■ Instruction 1 ■
Using the blog post below, list every thing the writer says they have been "trying to" do.

There's not much to blog about recently I'm afraid! I've actually spent my time since Christmas trying to sort out my social life - with being away for uni for three years I've drifted apart from a lot of friends and over Christmas I spent some time finding out who my real friends are. Since then I've been making more effort with some good friends and trying to make some new ones so I've been trying to get out a lot more which leaves less time for blogging! I've also been getting my head down and trying to sort out the next step of my life after uni. I've been applying for internships left right and centre as well as constantly hunting for jobs that are anything to do with Magazine Journalism.

So between all this and having the flu last week, I've been having a bit of writers block. I've struggled to think of things to blog about. I don't define this blog as strictly a beauty blog because I only do the odd beauty related post here and there. I like to do posts about my lifestyle but I don't like to have too many of these posts. So I have struggled a bit! If anyone has any ideas on what posts you'd like to see more of then please do let me know!

■ Dataset rows ■

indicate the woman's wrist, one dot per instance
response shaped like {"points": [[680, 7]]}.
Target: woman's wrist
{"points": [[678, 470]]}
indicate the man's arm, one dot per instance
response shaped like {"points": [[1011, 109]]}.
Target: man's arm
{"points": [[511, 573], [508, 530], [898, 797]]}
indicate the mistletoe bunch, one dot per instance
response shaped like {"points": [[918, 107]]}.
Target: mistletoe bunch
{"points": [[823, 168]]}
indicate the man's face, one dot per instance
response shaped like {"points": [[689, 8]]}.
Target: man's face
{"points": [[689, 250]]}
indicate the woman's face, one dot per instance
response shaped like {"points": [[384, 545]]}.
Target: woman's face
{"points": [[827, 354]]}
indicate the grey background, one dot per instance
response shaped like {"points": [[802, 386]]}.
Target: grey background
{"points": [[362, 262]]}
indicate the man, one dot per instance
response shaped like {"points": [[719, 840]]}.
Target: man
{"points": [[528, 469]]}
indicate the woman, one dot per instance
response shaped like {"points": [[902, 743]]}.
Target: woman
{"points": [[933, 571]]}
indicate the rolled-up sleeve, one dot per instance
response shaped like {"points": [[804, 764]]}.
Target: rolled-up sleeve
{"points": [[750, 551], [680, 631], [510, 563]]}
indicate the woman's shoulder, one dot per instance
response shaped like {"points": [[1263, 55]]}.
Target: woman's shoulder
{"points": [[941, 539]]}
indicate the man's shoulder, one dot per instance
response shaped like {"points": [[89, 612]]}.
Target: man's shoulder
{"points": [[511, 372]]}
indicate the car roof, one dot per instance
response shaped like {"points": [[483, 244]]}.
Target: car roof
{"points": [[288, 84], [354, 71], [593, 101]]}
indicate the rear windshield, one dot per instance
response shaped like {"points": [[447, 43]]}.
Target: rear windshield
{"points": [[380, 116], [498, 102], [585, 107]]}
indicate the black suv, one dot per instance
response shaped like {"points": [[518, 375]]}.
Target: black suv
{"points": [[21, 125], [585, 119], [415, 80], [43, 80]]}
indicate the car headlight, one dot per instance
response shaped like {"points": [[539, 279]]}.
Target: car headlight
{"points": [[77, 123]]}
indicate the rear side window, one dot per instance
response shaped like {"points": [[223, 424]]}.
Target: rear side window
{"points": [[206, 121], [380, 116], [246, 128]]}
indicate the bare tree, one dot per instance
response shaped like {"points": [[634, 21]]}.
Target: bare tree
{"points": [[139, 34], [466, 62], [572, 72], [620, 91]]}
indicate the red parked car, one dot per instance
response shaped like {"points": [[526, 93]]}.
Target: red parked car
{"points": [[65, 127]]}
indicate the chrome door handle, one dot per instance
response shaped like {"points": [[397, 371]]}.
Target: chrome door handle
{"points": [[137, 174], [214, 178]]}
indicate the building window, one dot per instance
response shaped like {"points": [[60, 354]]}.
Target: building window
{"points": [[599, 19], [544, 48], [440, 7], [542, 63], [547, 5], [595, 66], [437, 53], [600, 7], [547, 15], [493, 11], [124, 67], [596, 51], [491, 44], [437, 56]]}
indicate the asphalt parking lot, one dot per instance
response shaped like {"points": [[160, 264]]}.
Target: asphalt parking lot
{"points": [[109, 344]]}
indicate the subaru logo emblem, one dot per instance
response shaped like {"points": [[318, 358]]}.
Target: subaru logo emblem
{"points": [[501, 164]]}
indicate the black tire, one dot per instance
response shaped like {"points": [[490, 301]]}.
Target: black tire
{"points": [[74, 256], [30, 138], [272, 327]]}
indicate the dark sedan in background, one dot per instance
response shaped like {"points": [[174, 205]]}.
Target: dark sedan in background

■ Instruction 2 ■
Scale the point coordinates in the answers of the entries by 0.6, rounding to whole numbers with halves going up. Reproduce every line of the entries from the line with "indicate the chrome" to the end of the entries, requests included, and give only those lines.

■ Output 1 ■
- sort out my social life
- make some new ones
- get out a lot more
- sort out the next step of my life after uni

■ Output 2 ■
indicate the chrome door handle, one dot per instance
response shaped like {"points": [[397, 371]]}.
Target: chrome door handle
{"points": [[82, 104], [128, 107]]}
indicate the building window, one dot per instance
response shaped like {"points": [[60, 354]]}.
Target: building window
{"points": [[359, 11], [326, 29], [264, 4], [325, 38], [328, 3], [357, 40], [262, 32], [360, 4], [328, 9], [296, 7], [74, 40], [358, 31], [295, 26], [262, 34]]}
indicate the asphalt parking lot, one dot per instance
response shaped like {"points": [[160, 264]]}.
Target: asphalt parking lot
{"points": [[65, 206]]}
indicate the subaru logo emblem, one dot per instance
response shaped like {"points": [[318, 358]]}.
Target: subaru logo emblem
{"points": [[301, 98]]}
indicate the black tire, one dot per instance
response shaped like {"points": [[490, 301]]}.
Target: black tire
{"points": [[44, 154], [18, 83], [163, 196]]}
indicate the dark sedan in background, one dot per instance
response shaped like {"points": [[174, 205]]}.
Target: dark sedan in background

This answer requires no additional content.